**To do**
In the records below, the line with "Target: red wheelbarrow" opens the range and the line with "Target: shovel blade" closes it; print that range exactly and nothing else.
-- Source data follows --
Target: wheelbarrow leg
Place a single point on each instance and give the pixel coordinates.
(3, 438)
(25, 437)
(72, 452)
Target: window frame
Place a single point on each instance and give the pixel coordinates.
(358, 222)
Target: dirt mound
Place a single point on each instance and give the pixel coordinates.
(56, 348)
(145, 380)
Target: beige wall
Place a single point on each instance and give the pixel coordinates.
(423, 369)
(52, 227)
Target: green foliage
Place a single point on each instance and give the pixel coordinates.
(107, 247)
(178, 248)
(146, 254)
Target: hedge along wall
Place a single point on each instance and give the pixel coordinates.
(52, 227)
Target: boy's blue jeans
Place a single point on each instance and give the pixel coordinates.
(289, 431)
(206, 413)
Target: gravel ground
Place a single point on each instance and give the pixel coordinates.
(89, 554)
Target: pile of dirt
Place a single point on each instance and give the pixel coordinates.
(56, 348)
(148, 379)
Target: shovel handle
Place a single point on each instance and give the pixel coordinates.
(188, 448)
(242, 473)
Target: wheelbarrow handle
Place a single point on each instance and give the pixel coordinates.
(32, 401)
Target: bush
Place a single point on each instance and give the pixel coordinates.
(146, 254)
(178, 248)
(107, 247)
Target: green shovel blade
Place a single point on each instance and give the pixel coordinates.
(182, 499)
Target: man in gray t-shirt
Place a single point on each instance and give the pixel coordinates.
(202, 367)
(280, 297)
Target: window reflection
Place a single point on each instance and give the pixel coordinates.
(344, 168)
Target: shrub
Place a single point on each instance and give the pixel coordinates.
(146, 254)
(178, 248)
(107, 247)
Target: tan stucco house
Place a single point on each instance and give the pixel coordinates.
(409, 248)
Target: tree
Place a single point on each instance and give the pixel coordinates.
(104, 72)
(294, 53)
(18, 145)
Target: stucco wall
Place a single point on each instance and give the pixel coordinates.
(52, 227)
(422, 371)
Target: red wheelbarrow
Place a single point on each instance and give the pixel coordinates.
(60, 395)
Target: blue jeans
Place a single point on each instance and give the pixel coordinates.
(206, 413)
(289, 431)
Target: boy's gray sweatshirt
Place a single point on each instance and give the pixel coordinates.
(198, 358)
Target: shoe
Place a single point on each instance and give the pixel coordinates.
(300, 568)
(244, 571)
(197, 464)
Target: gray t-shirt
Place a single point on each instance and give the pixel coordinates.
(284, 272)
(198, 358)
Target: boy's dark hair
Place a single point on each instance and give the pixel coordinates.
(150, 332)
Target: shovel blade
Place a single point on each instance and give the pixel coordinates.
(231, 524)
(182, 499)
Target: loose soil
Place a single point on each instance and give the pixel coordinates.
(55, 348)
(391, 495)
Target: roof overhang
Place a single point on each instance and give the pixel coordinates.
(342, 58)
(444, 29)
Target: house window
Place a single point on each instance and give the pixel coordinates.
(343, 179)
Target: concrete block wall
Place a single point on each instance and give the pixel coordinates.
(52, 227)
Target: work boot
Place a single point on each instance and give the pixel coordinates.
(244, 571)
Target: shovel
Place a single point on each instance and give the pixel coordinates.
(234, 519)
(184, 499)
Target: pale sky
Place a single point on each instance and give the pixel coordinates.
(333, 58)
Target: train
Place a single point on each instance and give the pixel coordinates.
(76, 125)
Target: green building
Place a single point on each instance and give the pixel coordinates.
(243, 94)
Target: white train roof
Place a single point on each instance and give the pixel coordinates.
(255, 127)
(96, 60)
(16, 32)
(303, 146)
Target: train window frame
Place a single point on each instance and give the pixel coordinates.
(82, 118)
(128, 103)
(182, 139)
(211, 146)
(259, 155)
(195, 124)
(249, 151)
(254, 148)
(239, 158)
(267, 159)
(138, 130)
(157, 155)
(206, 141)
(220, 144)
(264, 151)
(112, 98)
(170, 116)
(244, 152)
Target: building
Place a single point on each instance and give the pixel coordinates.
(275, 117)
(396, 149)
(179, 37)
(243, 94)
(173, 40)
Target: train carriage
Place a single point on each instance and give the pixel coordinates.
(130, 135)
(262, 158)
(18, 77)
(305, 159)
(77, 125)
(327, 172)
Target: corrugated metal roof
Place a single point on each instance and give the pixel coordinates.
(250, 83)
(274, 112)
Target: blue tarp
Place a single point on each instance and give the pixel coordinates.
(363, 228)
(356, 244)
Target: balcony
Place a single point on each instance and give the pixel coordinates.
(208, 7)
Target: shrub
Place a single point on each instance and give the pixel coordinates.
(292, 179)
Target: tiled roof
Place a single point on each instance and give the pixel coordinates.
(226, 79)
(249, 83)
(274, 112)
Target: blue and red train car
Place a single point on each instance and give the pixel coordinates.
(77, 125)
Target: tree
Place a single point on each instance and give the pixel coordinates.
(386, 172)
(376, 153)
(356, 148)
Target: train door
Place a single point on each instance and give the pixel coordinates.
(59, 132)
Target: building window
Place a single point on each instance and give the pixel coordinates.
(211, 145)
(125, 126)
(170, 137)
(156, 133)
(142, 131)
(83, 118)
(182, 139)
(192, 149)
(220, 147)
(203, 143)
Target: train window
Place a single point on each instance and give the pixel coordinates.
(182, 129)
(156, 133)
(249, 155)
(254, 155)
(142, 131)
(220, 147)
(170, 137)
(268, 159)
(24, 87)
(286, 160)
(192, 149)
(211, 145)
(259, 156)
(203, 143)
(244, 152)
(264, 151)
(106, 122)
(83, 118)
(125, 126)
-- Source data concluded --
-- Source data follows --
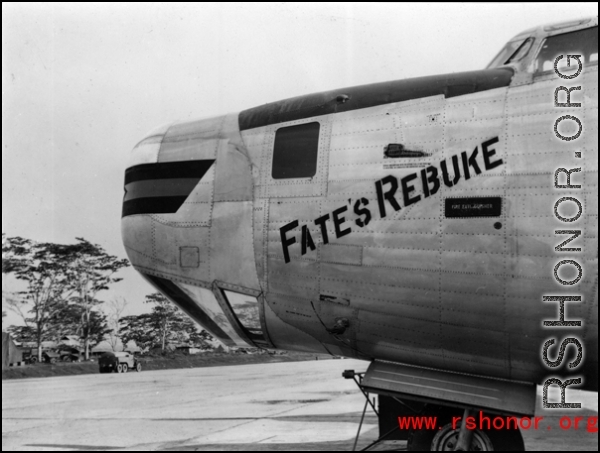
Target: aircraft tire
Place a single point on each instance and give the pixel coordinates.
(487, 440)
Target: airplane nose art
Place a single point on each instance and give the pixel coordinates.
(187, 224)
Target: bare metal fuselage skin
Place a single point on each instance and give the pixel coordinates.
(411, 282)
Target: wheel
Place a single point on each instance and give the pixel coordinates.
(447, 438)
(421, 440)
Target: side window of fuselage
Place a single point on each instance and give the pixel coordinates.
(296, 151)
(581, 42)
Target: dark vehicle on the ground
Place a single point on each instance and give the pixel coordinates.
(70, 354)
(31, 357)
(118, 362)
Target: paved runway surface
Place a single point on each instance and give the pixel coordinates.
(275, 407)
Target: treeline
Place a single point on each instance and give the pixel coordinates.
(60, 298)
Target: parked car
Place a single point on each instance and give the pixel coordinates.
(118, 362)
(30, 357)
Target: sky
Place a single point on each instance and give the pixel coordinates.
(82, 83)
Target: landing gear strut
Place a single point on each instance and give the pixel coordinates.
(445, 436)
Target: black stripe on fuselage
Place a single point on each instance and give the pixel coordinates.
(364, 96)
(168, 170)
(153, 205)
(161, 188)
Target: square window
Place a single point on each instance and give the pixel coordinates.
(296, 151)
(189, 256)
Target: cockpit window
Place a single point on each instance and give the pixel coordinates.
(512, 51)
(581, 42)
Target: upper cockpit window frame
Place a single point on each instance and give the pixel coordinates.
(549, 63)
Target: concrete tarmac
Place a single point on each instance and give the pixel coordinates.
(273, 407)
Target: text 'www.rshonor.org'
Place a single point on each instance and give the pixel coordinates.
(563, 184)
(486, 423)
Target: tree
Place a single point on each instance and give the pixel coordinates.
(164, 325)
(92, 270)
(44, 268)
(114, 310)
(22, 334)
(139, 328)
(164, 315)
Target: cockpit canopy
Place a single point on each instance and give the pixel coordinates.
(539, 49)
-- Source data concluded --
**Output of the task**
Target: red wheelbarrow
Place a single point on each instance and give the pixel coordinates.
(60, 395)
Target: blue jeans
Place a single point on each instance and give the pixel coordinates.
(206, 413)
(289, 431)
Target: boy's gray sweatshirt
Place a single point on each instance and give the pixel coordinates.
(198, 358)
Target: shoe
Place a single point on each instance and give the pixel coordinates.
(300, 568)
(244, 571)
(197, 464)
Target: gray t-shirt
Place a single point on each instance and give the pixel coordinates.
(284, 272)
(198, 358)
Target: boy's dark hair
Place a single point on each instance and give the pixel coordinates.
(150, 332)
Target: shovel blade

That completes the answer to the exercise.